» Passage given:
"You know, regardless of what they do, it's going to be up to the next president to either repeal and replace Obamacare or to replace Obamacare," Romney told a crowd in Orlando on Tuesday.
But it's Romney's unabashed public opposition to one of the law's most popular provisions - a ban on health insurance company discrimination against people with pre-existing conditions - that is once again stirring the political pot.
The former governor said this week, reiterating a position he's articulated in the past, that only Americans who have had constant, uninterrupted insurance coverage should be guaranteed access to a health plan, regardless of any pre-existing conditions.
Asked to clarify his position on Wednesday, Romney campaign spokeswoman Andrea Saul confirmed that the former governor does not support the across-the-board consumer protections for pre-existing conditions as written into Democrats' health care law.
"Governor Romney supports reforms to protect those with pre-existing conditions from being denied access to a health plan while they have continuous coverage," she said first in a statement to the Huffington Post later obtained by ABC News.

» Provided records:
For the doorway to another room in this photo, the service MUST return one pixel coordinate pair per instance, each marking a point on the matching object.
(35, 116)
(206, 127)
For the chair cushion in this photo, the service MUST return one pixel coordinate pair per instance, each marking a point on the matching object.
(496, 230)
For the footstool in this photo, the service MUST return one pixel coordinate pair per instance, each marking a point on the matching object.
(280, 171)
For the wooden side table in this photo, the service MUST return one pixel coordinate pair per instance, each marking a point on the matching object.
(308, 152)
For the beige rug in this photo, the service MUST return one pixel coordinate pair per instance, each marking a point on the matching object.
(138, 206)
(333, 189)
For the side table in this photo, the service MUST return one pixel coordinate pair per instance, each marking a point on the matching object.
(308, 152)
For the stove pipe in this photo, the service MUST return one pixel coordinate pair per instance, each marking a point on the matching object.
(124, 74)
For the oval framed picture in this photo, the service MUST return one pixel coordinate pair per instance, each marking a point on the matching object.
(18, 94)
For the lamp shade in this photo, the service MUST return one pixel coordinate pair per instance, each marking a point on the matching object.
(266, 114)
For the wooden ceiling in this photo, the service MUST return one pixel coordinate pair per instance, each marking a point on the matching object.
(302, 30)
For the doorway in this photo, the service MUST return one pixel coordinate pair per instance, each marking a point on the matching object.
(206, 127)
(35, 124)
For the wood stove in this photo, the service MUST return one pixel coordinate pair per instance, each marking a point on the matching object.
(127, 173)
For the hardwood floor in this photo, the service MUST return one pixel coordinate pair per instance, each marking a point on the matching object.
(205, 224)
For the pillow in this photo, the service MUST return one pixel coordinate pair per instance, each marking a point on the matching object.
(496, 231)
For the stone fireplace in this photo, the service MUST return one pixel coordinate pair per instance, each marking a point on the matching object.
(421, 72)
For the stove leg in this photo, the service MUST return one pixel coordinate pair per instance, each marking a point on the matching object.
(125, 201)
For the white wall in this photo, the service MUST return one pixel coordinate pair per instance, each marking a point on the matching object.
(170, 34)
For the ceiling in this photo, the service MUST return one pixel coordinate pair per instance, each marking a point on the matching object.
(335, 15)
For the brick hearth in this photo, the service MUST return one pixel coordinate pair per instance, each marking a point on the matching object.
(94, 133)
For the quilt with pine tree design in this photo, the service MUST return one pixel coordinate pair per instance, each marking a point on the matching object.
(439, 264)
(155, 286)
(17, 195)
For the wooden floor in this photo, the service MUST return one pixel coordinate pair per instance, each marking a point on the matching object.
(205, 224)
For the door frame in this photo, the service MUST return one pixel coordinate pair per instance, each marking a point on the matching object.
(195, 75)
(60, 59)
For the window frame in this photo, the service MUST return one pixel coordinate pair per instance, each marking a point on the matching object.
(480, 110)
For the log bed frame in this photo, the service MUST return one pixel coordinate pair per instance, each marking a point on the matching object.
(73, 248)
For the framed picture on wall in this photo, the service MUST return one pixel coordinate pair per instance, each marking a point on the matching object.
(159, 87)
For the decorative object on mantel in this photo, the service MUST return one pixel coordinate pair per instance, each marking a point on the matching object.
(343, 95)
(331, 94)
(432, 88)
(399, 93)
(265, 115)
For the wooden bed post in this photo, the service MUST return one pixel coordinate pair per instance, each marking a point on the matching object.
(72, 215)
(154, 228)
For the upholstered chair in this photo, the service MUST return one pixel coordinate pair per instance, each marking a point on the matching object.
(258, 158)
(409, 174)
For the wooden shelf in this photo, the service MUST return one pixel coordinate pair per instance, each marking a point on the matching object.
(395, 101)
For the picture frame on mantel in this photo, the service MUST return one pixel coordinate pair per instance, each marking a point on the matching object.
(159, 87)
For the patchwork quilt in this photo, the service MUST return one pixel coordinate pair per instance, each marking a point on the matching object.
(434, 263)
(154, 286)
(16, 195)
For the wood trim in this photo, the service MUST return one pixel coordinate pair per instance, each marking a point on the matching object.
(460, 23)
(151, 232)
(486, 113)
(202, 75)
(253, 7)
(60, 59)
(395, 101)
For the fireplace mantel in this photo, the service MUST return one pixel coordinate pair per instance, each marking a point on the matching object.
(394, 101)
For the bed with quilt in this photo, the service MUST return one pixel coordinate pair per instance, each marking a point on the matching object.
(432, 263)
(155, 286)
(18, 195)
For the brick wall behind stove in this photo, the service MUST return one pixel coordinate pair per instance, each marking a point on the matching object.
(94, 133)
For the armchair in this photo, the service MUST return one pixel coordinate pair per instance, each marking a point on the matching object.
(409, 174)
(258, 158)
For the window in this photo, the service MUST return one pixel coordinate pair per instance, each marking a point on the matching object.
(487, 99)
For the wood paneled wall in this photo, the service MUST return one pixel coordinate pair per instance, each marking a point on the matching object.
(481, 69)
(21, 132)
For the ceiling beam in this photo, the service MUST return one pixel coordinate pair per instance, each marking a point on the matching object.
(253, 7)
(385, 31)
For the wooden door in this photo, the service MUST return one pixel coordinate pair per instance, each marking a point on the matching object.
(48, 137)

» Required work:
1. Locate every line of the rows that contains the string "side", and copy each such line.
2. Extend the news passage on Romney's stance toward pre-existing conditions, picking up directly after its final sentence.
The news passage and the rows have no connection to each other.

» Answer set:
1.
For the wooden side table in this photo, the service MUST return one pixel coordinate pair per instance, each marking a point on the matching object.
For the side table in this photo, the service MUST return one pixel coordinate pair per instance, each marking a point on the matching object.

2.
As for Americans with pre-existing conditions who may not have had continuous insurance coverage or spent a period of time without, Saul said Romney "supports reforms that empower states to make high risk pools more accessible by using cost reducing methods like risk adjustment and reinsurance," but suggested there would be no guarantees.
"Beginning on his first day in office, Governor Romney is committed to working with Congress to enact polices like these that protect Americans' access to the care they need," she added.
Democrats have seized on the position to cast the former Massachusetts governor, who authored a landmark state health law that mandated individual insurance coverage, as grossly out of touch. A New York Times/CBS News poll in March found that 85 percent of Americans support the law's pre-existing conditions protections.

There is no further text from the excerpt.